- [DOCUMENT SECTION]:
++++++++++
Toward a Fair Non-Compete Clause

 

Recently, a friend sent me the text of a non-compete clause to have a look at. It was from the contract of a New York publishing company. My gob, as they say, was smacked. If there was a contest for the most one-sided non-compete clause ever, this would take the crown.

I say this in love. Truly. I love traditional publishing and want it to survive. But contracts that contain clauses like this one are not going to aid the old cause.

Due to confidentiality I am not at liberty to reproduce the text verbatim, but I can give you the gist:

The clause prohibits the author from publishing “material” that is “similar” to the Work. So what if your crime novel is coming out from Publisher, and you want to self-publish a mystery short story? Or sell it to Alfred Hitchcock’s Mystery Magazine?

Too bad. Because a short story is “material.” And a mystery usually has a crime in it, so it’s “similar.”

Or suppose you’ve had the foresight to reserve audio rights. You have a mellifluous voice, and spend twenty hours recording the audio version of your book for ACX, Amazon’s platform for indie audio works.
++++++++++
Dataset items
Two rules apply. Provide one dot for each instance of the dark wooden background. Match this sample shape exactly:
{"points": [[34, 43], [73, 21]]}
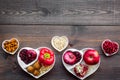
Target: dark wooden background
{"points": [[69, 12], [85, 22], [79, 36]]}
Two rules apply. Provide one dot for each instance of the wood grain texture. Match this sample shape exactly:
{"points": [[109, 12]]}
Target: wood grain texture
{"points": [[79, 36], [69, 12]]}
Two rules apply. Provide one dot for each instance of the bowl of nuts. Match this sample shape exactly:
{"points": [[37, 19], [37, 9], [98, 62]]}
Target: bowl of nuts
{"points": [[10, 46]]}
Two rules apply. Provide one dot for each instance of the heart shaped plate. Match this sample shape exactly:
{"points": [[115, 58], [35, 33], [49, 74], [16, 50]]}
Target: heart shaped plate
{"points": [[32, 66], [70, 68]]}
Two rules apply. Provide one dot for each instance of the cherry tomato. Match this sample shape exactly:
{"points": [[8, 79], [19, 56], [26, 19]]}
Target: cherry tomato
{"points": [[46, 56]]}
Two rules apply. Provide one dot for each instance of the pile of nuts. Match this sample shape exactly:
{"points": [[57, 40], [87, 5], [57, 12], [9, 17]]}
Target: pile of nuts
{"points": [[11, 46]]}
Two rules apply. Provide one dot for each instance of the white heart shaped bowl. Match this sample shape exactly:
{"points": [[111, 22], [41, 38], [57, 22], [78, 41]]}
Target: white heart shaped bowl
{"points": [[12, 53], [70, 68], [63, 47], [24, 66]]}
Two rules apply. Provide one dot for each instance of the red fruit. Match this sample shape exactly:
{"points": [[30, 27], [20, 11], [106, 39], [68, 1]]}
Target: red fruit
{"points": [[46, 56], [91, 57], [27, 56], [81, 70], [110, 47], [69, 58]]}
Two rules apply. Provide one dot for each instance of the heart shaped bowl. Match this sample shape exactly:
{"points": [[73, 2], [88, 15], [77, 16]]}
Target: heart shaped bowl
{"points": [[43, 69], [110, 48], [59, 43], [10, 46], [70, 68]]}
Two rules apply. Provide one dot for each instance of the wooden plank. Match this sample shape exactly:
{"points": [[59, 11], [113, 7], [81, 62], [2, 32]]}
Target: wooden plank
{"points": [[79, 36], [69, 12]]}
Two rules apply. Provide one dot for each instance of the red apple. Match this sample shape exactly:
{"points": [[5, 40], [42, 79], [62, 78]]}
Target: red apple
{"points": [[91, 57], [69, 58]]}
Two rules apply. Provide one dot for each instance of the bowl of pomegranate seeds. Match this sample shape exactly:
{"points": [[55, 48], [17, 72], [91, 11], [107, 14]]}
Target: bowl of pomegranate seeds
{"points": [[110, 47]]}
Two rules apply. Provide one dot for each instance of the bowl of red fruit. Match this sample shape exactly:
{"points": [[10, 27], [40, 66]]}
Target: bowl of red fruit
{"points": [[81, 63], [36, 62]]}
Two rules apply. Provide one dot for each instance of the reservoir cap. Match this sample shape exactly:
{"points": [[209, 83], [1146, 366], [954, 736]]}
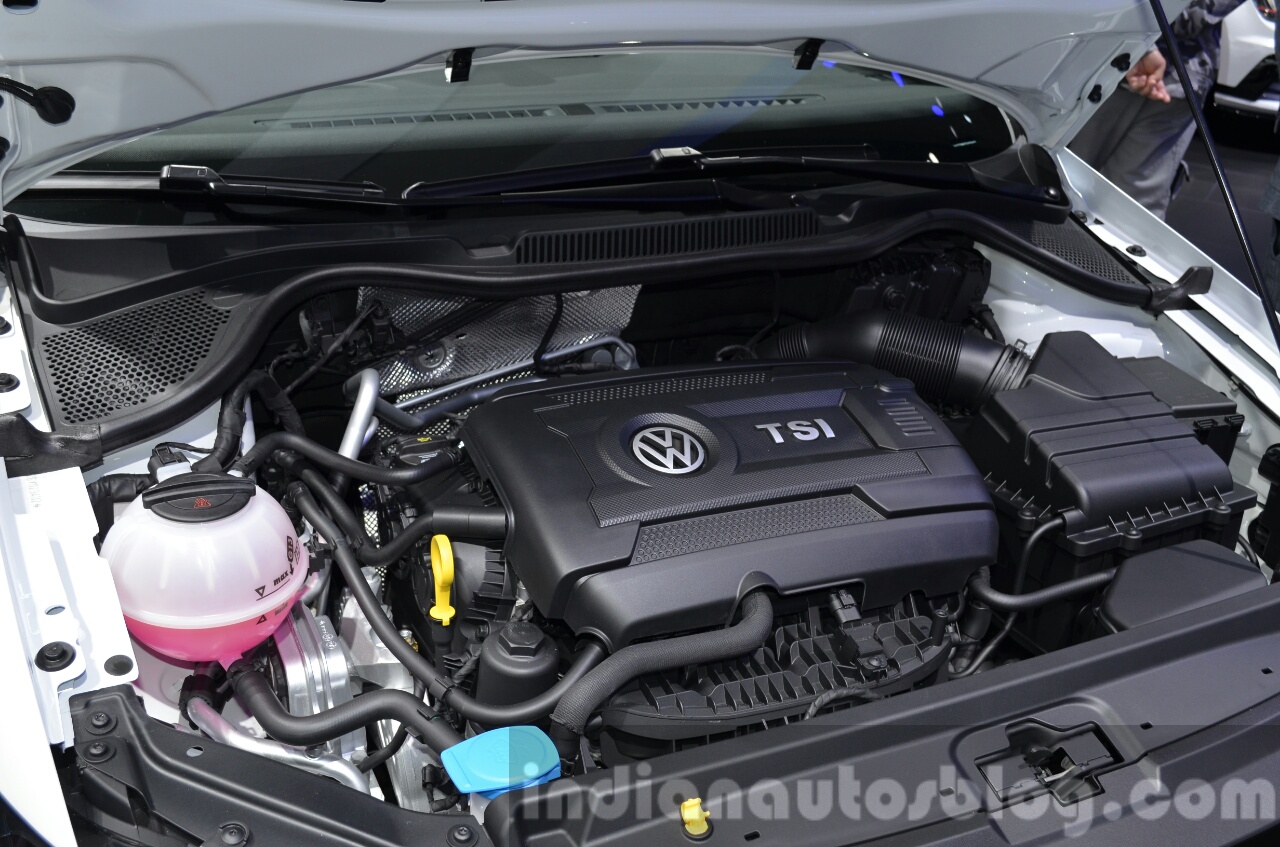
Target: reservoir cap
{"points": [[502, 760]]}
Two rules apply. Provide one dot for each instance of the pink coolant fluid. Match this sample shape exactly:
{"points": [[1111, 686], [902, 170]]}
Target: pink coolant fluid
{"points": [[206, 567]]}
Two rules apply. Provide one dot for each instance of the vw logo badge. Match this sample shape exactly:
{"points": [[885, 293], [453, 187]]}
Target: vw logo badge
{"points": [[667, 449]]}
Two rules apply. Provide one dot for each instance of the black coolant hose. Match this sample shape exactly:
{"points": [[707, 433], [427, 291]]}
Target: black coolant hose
++++++++++
- [PROBLEM REQUIREMENTS]:
Answer these questions from the piece on non-compete clauses:
(a) Where was the publishing company whose contract held the clause based?
(b) What does the clause prohibit the author from publishing?
(c) What is ACX, according to the text?
These records were drawn from a different source than the text.

- [ANSWER FOR THIS EXERCISE]:
(a) New York
(b) "Material" that is "similar" to the Work
(c) Amazon's platform for indie audio works